* _Stated task_:
Pull out every line of the data below that contains the string "neck", and copy each one unchanged.

- - -

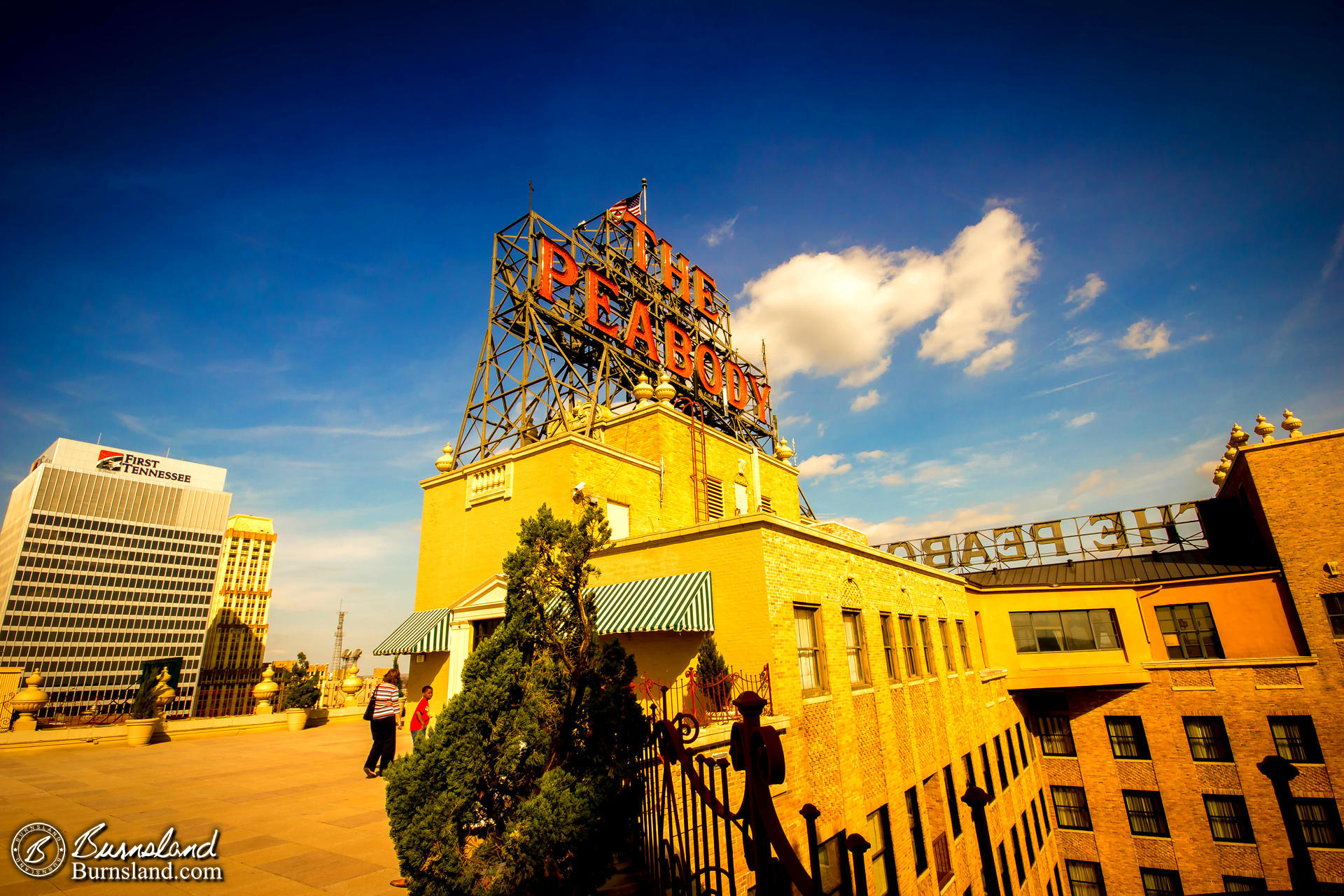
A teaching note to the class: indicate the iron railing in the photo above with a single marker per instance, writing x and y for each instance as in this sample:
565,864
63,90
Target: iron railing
695,844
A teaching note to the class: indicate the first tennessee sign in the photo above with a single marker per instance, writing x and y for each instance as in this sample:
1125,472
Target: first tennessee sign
657,307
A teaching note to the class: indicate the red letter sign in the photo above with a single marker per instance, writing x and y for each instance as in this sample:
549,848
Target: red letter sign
547,254
676,349
598,288
641,331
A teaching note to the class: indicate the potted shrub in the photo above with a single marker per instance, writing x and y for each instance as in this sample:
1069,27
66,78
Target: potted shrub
300,695
144,715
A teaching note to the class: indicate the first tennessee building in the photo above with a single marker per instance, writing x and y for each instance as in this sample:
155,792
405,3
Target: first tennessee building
608,378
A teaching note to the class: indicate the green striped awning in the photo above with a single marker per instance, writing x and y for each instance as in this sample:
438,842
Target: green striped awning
667,603
424,631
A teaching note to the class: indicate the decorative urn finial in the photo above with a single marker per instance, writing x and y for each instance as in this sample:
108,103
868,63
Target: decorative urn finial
265,691
29,703
445,463
666,391
643,391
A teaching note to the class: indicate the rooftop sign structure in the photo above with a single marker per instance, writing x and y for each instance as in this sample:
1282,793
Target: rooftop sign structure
577,320
1168,527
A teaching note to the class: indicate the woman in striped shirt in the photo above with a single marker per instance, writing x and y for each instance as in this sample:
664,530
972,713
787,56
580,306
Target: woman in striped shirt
386,718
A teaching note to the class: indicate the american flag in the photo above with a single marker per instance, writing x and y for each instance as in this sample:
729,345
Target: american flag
628,206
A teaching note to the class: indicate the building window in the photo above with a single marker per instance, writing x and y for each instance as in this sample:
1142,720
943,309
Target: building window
830,855
907,644
714,498
619,517
1072,808
1068,630
916,830
953,809
1085,879
811,659
1160,883
926,638
1335,610
1189,631
882,867
1320,822
965,644
483,629
1227,818
888,648
1126,738
1147,817
1208,739
1057,736
854,647
1294,738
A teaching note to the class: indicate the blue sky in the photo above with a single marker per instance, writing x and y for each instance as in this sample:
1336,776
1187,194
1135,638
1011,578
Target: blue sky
262,241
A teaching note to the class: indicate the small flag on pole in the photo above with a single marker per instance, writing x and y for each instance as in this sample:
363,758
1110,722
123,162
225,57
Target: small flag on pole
628,206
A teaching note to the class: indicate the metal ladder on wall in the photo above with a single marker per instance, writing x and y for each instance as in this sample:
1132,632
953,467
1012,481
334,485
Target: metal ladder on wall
699,472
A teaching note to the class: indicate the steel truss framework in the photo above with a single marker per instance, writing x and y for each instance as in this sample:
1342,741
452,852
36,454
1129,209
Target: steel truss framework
540,360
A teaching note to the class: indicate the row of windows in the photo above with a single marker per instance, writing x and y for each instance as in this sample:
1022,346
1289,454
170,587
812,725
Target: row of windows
812,662
1187,629
122,528
1294,738
1227,817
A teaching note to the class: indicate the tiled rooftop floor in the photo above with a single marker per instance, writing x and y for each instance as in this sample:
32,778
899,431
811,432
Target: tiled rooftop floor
295,812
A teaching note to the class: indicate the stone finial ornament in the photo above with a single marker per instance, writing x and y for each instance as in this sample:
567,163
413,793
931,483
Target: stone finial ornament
643,391
666,391
265,691
29,703
445,463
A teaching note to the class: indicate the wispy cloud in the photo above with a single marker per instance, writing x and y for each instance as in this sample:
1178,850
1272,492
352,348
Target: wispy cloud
1082,298
863,402
1060,388
1147,337
721,232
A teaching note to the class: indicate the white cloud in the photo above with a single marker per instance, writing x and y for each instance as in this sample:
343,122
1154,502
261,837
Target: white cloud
839,315
864,402
823,465
995,359
1147,337
961,520
721,232
1085,295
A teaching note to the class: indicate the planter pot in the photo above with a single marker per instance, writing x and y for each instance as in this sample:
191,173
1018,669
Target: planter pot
139,731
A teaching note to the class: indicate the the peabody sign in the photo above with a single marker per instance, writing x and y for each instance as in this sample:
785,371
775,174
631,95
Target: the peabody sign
1168,526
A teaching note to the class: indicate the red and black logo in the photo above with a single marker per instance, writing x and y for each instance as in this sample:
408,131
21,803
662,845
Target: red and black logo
111,461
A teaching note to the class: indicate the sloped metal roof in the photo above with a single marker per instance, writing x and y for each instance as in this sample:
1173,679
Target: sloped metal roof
1152,567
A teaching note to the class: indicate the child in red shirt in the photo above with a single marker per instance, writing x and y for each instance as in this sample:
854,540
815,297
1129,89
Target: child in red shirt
420,719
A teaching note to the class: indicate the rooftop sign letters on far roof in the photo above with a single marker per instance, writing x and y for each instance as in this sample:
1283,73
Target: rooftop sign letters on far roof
578,318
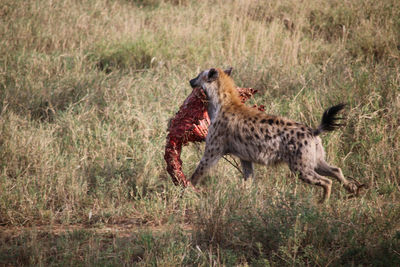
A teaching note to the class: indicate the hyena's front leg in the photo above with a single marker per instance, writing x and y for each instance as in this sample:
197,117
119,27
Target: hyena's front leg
210,158
247,167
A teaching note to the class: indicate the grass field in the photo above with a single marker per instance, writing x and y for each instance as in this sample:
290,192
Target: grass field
86,92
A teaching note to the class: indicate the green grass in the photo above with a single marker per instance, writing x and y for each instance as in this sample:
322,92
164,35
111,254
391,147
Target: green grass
86,92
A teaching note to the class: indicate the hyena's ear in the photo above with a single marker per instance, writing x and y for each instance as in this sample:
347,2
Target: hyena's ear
212,75
228,71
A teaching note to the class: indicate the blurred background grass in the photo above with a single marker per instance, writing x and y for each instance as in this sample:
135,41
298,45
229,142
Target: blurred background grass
87,89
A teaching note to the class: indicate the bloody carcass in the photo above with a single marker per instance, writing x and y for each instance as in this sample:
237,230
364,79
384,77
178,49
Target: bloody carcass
190,124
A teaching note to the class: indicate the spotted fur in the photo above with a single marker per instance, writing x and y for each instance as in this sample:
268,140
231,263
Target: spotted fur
255,137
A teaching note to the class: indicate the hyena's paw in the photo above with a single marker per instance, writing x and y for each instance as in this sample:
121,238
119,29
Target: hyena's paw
354,187
351,187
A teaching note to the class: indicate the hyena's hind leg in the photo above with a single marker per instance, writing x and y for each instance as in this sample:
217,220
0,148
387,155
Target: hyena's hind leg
247,167
323,168
308,175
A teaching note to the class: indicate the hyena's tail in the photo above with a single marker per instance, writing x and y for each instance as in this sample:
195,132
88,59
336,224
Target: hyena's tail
329,119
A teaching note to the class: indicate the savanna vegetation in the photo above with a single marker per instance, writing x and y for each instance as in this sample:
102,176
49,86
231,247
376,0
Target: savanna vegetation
86,92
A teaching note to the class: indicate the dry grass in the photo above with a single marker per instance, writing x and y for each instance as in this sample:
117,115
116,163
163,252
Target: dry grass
87,88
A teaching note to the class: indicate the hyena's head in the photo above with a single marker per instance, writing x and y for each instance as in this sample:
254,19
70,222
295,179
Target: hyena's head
208,81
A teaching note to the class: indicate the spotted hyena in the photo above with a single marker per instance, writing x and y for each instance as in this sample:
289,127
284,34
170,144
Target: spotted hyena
255,137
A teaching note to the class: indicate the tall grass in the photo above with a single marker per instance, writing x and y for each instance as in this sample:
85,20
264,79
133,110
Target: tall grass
87,89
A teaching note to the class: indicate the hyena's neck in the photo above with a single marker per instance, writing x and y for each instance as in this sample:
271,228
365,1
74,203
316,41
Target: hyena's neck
212,110
228,96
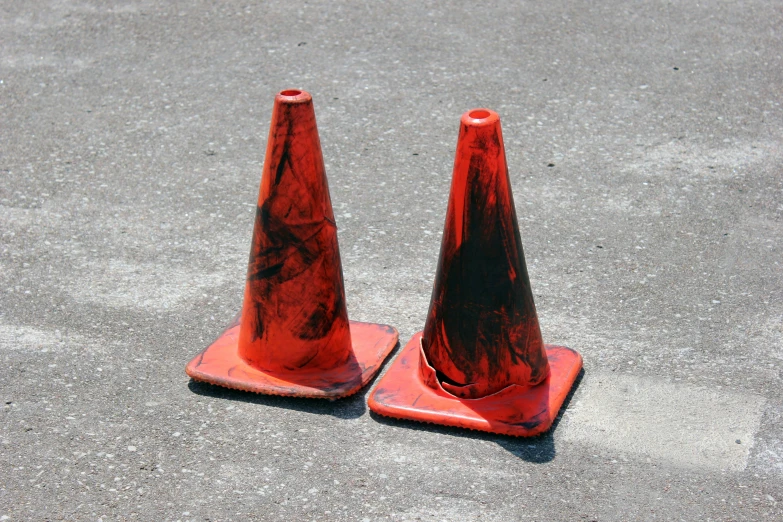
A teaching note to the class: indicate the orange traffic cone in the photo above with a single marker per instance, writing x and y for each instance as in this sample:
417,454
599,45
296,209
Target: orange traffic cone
293,336
480,362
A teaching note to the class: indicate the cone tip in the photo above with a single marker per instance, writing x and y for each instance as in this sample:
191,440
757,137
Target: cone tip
480,117
293,96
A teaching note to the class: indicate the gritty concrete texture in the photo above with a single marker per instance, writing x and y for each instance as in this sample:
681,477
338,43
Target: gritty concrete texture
644,144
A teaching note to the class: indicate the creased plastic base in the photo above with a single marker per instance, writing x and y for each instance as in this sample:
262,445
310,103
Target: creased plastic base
221,365
403,394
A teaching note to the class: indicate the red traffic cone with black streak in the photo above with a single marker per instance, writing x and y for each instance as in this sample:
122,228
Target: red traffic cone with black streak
293,336
481,362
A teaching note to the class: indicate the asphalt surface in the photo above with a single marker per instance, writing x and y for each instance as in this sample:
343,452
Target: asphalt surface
644,147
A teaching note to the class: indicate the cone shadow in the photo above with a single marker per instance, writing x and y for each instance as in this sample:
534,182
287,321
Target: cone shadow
347,408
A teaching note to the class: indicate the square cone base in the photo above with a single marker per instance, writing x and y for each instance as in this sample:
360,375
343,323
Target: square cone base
523,412
221,364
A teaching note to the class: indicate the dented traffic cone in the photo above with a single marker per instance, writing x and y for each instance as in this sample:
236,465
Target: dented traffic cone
293,336
480,362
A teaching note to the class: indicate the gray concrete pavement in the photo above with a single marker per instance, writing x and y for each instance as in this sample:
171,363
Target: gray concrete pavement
644,144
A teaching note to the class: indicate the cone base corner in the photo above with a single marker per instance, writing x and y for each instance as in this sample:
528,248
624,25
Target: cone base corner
221,365
515,411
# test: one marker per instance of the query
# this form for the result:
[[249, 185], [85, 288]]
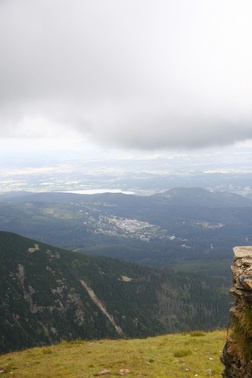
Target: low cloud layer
[[135, 74]]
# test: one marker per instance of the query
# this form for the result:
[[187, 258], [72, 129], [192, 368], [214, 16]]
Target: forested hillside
[[188, 229], [48, 294]]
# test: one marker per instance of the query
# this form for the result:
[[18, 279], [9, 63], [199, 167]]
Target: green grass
[[174, 356]]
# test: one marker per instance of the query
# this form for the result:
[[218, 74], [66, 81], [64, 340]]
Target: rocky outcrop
[[237, 353]]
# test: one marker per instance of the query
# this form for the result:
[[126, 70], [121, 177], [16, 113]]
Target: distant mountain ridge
[[48, 294], [190, 229]]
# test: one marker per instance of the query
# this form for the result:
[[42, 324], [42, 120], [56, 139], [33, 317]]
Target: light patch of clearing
[[33, 249], [126, 279]]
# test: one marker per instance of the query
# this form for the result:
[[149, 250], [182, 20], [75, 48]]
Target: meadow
[[184, 355]]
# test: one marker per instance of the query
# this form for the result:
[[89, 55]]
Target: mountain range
[[48, 294]]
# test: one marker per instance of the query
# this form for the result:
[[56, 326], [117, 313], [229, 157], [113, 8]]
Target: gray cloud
[[140, 74]]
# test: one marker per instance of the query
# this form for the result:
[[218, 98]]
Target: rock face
[[237, 353]]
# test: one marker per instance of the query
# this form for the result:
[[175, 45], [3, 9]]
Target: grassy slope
[[169, 356]]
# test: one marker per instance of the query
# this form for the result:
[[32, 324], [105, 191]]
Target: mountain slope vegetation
[[188, 229], [48, 294], [178, 355]]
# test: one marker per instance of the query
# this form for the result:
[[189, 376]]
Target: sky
[[127, 75]]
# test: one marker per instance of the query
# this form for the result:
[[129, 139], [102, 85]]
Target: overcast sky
[[133, 74]]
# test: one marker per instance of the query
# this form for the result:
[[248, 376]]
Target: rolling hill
[[48, 294], [187, 229]]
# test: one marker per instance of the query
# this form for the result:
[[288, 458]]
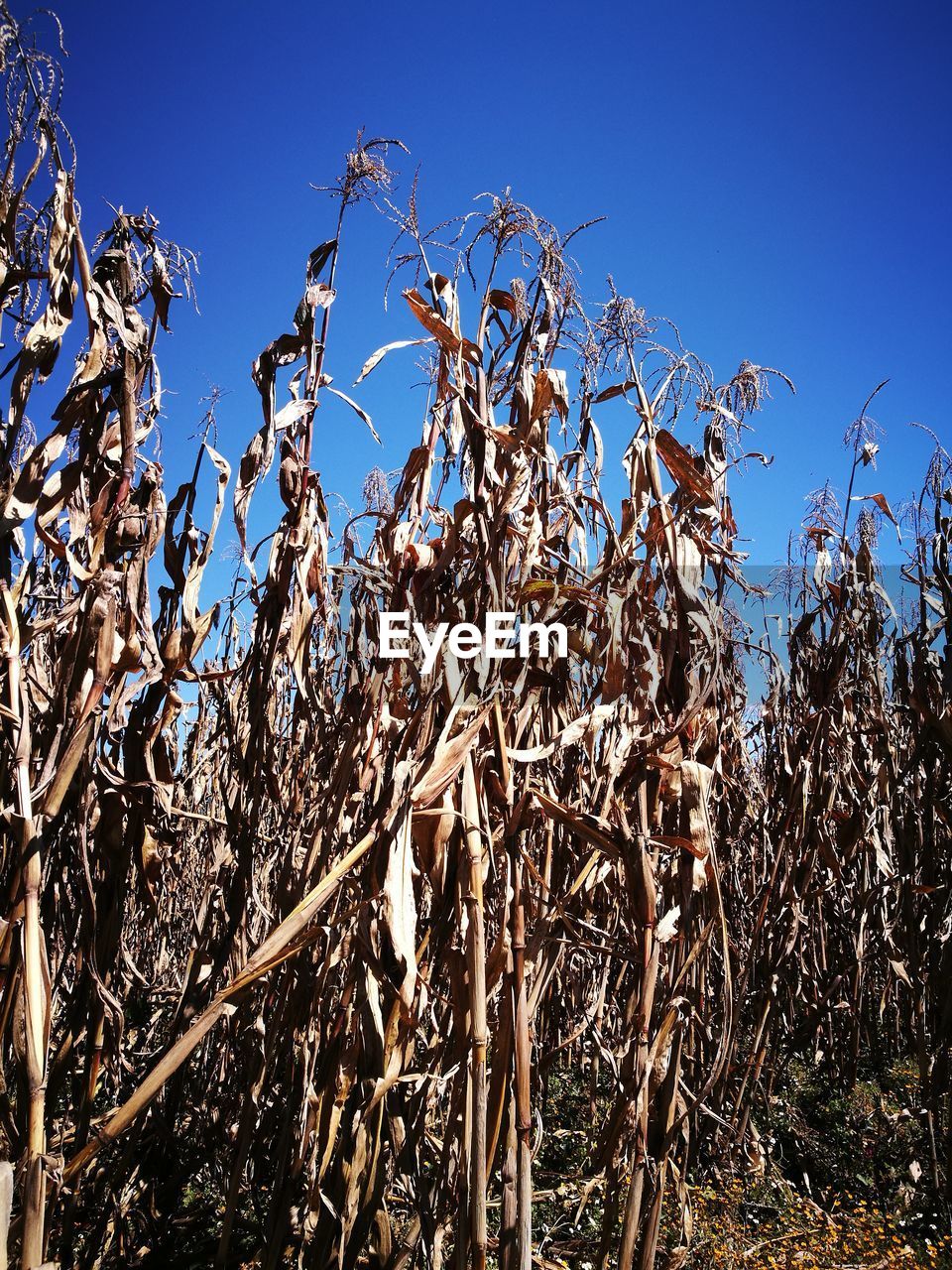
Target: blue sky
[[775, 180]]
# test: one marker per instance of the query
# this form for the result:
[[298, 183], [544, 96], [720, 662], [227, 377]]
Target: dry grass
[[294, 935]]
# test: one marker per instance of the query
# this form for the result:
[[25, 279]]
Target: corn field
[[293, 937]]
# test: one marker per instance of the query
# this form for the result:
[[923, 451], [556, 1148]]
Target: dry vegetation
[[295, 942]]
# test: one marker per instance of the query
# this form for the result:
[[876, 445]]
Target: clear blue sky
[[775, 180]]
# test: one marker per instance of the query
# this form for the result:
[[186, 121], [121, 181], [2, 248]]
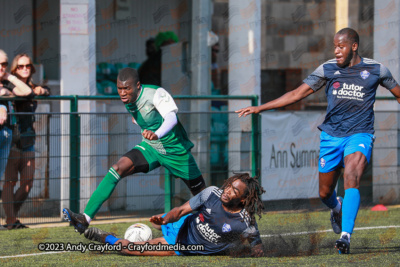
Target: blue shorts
[[171, 230], [333, 150]]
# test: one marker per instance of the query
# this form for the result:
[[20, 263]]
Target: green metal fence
[[72, 122]]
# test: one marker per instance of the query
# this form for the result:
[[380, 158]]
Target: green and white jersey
[[149, 110]]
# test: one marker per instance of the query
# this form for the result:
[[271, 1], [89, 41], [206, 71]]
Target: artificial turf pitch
[[290, 238]]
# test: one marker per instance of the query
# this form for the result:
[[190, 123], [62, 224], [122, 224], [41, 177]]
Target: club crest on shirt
[[364, 74], [322, 162], [226, 228]]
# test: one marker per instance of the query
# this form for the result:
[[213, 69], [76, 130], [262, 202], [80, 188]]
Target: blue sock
[[332, 201], [351, 204]]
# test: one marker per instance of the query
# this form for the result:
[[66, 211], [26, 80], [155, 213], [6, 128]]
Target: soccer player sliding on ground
[[165, 143], [223, 219], [347, 131]]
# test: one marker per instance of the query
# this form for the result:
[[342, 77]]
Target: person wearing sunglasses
[[22, 153], [9, 86]]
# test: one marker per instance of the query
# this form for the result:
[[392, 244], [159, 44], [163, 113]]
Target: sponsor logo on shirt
[[364, 74], [336, 85], [226, 228], [322, 162], [350, 91]]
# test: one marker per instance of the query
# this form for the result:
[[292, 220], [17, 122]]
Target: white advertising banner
[[290, 150]]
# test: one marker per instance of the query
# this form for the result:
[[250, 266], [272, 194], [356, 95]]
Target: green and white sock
[[102, 192]]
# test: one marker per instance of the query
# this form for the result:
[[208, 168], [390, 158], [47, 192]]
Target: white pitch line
[[34, 254], [276, 235], [324, 231]]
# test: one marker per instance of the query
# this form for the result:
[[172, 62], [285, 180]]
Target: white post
[[200, 64], [78, 77], [386, 160], [244, 75]]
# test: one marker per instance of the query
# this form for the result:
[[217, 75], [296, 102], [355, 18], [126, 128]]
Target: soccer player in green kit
[[165, 143]]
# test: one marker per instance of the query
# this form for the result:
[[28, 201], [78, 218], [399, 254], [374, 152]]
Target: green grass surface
[[368, 247]]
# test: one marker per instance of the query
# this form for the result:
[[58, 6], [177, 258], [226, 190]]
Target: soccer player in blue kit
[[347, 131], [223, 219]]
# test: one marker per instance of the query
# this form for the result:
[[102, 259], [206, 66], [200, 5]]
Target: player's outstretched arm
[[174, 215], [291, 97], [396, 92]]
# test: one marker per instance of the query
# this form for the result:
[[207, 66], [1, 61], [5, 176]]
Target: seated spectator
[[9, 86], [22, 154]]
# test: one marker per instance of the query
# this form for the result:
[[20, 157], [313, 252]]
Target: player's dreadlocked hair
[[351, 34], [127, 74], [252, 203]]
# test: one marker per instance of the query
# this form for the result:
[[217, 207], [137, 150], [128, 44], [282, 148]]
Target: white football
[[138, 232]]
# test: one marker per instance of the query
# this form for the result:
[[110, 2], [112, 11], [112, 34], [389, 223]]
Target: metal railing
[[75, 135]]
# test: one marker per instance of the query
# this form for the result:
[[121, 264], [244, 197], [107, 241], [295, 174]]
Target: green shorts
[[182, 166]]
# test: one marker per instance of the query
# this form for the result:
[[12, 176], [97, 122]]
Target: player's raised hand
[[149, 135], [156, 219], [246, 111]]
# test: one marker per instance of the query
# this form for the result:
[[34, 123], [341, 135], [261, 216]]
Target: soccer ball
[[138, 232]]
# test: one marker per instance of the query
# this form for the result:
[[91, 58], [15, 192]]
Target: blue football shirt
[[351, 95]]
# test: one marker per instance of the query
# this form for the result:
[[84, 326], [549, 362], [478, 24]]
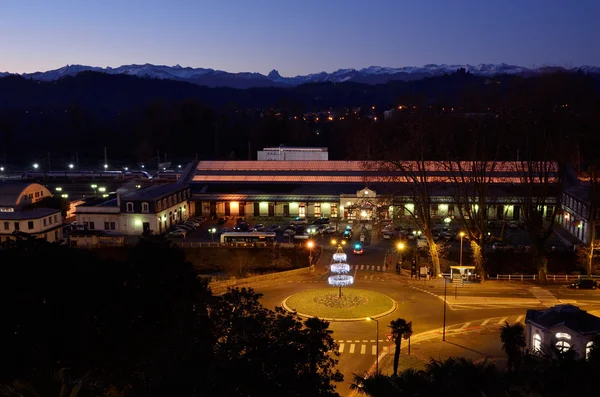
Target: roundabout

- - -

* _The result_:
A teaching note to the class: indicate the hyena's neck in the photo above with a single marker per instance, writing x and y for each instance as in this sample:
Target: hyena's neck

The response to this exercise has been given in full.